Rewrite the entries below with every "rack check" changed to "bay inspection". Leave everything else unchanged.

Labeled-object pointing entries
========

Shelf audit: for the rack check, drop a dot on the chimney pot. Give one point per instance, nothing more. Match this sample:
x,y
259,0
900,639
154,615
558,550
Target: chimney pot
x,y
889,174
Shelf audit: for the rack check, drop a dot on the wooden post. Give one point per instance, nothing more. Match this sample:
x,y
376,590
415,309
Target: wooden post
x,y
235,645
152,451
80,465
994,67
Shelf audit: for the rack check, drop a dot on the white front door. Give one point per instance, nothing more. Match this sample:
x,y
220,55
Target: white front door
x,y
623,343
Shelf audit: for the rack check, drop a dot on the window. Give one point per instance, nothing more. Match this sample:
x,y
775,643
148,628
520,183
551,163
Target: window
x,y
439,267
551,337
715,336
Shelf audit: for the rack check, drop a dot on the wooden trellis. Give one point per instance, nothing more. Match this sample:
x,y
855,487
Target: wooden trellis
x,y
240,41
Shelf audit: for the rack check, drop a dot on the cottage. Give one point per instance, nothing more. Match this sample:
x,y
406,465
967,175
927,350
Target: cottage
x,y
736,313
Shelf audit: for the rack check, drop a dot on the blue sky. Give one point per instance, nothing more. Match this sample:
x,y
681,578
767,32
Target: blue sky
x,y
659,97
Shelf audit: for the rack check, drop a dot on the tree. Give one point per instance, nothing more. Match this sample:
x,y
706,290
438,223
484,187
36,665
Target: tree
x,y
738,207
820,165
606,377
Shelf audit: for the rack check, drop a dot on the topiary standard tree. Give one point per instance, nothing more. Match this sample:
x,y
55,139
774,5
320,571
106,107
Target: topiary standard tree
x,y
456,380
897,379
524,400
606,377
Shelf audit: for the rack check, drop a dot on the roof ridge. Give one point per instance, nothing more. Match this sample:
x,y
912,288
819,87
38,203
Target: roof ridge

========

Task answer
Shelf audit: for the bay inspection, drop a dot on the chimney pot. Give one point per instance, nothing more. Match this sample:
x,y
259,0
900,639
154,615
558,550
Target: chimney pot
x,y
889,174
Shelf audit: for the bay inspection, drop a dot on the wooden post. Give one point per instance, nothing more. Match this sample:
x,y
376,590
415,309
Target: wooden post
x,y
235,645
152,451
80,465
994,67
Shelf audit: for the bay inspection, drop a dot on the white front door. Give one point per instance, nothing more. Match this sample:
x,y
220,55
Target: white front door
x,y
623,343
Shelf audit: for the bay inspection, drop a dot on the window. Give one point per instance, nothing more. Match this sample:
x,y
775,643
148,628
520,183
551,163
Target: window
x,y
439,267
551,337
715,336
Shelf audit: for the bay inspection, drop a dot on the wooden trellis. Give one point per instance, nothing more. Match this sample:
x,y
855,487
Target: wooden trellis
x,y
240,41
Shelf audit: for the bay inspection, drop a dot on the cottage. Give one point per instance, nothing more. Match this sample:
x,y
406,465
967,175
927,350
Target: cottage
x,y
736,313
Shelf audit: for the bay inspection, drop a dot on the blue sky. Give one point per instance, nothing more. Match this sample:
x,y
681,578
767,32
Target: blue sky
x,y
659,97
Shelf audit: for the bay inspection, drop a dot on the tree. Give one point per instance, nothing more. Match this sample:
x,y
706,290
438,223
484,187
36,665
Target: tree
x,y
738,207
820,165
606,377
Shelf audit: for the bay inspection, drop a dot on the topiary standard tree. Give one point per instance, nothing more. Match this sample:
x,y
55,139
774,5
320,571
106,107
Target: topiary standard tree
x,y
456,380
897,379
524,400
606,377
Shelf audit: for the bay inspection, drop a dot on the roof ridge. Give one point per instance, nothing more. Match this sample:
x,y
912,288
819,87
38,203
Target: roof ridge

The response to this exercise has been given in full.